● **Job**
Format the following lines as a JSON list of strings, with one string per line and no entries for blank lines.
+--
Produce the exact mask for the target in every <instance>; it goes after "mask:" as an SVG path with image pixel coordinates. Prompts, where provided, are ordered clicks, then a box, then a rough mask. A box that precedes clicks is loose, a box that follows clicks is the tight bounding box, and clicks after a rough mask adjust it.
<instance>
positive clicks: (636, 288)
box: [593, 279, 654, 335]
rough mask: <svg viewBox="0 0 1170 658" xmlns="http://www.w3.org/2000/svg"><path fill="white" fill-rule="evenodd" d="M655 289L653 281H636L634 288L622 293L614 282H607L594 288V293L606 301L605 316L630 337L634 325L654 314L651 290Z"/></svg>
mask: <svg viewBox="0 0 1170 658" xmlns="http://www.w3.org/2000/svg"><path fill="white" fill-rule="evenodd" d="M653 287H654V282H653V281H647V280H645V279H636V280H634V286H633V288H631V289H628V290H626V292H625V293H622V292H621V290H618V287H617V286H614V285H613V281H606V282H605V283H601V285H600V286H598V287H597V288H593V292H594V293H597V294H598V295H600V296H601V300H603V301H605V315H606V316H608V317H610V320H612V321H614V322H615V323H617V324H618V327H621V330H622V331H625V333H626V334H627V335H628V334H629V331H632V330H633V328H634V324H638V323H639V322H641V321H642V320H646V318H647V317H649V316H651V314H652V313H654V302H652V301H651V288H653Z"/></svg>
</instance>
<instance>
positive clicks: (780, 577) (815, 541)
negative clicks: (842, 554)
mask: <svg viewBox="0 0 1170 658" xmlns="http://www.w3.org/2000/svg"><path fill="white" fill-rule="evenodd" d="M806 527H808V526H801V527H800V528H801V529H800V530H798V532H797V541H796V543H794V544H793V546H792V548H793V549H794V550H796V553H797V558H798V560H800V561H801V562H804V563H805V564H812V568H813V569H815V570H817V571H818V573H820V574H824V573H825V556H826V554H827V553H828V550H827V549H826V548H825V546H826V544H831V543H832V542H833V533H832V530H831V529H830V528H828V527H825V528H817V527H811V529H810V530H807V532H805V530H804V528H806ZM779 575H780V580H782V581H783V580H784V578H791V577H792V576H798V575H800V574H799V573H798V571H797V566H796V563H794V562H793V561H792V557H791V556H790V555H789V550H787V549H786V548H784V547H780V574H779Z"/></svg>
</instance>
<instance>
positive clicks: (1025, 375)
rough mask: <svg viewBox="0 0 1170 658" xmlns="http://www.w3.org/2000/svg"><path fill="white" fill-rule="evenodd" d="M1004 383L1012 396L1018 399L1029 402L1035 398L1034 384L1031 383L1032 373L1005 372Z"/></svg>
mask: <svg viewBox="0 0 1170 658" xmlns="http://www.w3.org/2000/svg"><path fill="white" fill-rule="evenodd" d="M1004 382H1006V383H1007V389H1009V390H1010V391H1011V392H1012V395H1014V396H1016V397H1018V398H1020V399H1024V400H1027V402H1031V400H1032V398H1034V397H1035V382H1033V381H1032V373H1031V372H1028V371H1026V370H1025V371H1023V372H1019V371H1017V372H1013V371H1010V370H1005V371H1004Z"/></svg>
+--
● **Exercise result**
[
  "Produce the exact mask for the target in every <instance>; it goes after \"mask:\" as an SVG path with image pixel coordinates. Prompts, where provided, are ordered clicks, then a box, then a rough mask. A box that precedes clicks is loose, a box that follows clicks is the tight bounding box, and clicks after a rough mask adjust it.",
  "<instance>",
  "positive clicks: (636, 288)",
  "box: [593, 279, 654, 335]",
  "rough mask: <svg viewBox=\"0 0 1170 658\" xmlns=\"http://www.w3.org/2000/svg\"><path fill=\"white\" fill-rule=\"evenodd\" d=\"M655 289L653 281H636L634 288L622 293L614 282H607L594 288V293L606 301L605 316L630 337L634 325L654 314L651 290Z\"/></svg>",
  "mask: <svg viewBox=\"0 0 1170 658\" xmlns=\"http://www.w3.org/2000/svg\"><path fill=\"white\" fill-rule=\"evenodd\" d=\"M653 287H654V282H653V281H647V280H645V279H636V280H634V286H633V288H631V289H628V290H626V292H625V293H622V292H621V290H618V287H617V286H614V285H613V281H606V282H605V283H601V285H600V286H598V287H597V288H593V292H594V293H597V294H598V295H600V296H601V300H603V301H605V315H606V316H608V317H610V320H612V321H614V322H615V323H617V324H618V327H621V330H622V331H625V333H626V334H627V335H628V334H629V331H632V330H633V328H634V324H638V323H639V322H641V321H642V320H646V318H647V317H649V316H651V314H652V313H654V302H652V301H651V288H653Z\"/></svg>",
  "</instance>",
  "<instance>",
  "positive clicks: (780, 577) (815, 541)",
  "negative clicks: (842, 554)",
  "mask: <svg viewBox=\"0 0 1170 658\" xmlns=\"http://www.w3.org/2000/svg\"><path fill=\"white\" fill-rule=\"evenodd\" d=\"M806 527H808V526H801V527H800V528H801V529H800V530H798V532H797V541H796V543H794V544H793V546H792V548H793V549H794V550H796V553H797V558H798V560H800V561H801V562H804V563H805V564H812V568H813V569H815V570H817V571H818V573H820V574H824V573H825V556H826V554H827V553H828V550H827V549H826V548H825V546H826V544H831V543H832V542H833V533H832V530H831V529H830V528H828V527H825V528H817V527H811V529H810V530H807V532H805V530H804V528H806ZM779 575H780V580H782V581H783V580H784V578H791V577H792V576H798V575H800V574H799V573H798V571H797V566H796V563H794V562H793V561H792V557H791V556H790V555H789V550H787V549H786V548H784V547H780V574H779Z\"/></svg>",
  "</instance>",
  "<instance>",
  "positive clicks: (1025, 375)",
  "rough mask: <svg viewBox=\"0 0 1170 658\" xmlns=\"http://www.w3.org/2000/svg\"><path fill=\"white\" fill-rule=\"evenodd\" d=\"M1004 383L1012 396L1018 399L1029 402L1035 398L1034 384L1031 383L1032 373L1005 372Z\"/></svg>",
  "mask: <svg viewBox=\"0 0 1170 658\" xmlns=\"http://www.w3.org/2000/svg\"><path fill=\"white\" fill-rule=\"evenodd\" d=\"M1004 382H1006V383H1007V389H1009V390H1010V391H1011V392H1012V395H1014V396H1016V397H1018V398H1020V399H1024V400H1027V402H1031V400H1032V398H1034V397H1035V382H1033V381H1032V373H1031V372H1028V371H1026V370H1025V371H1023V372H1019V371H1017V372H1013V371H1010V370H1005V371H1004Z\"/></svg>"
]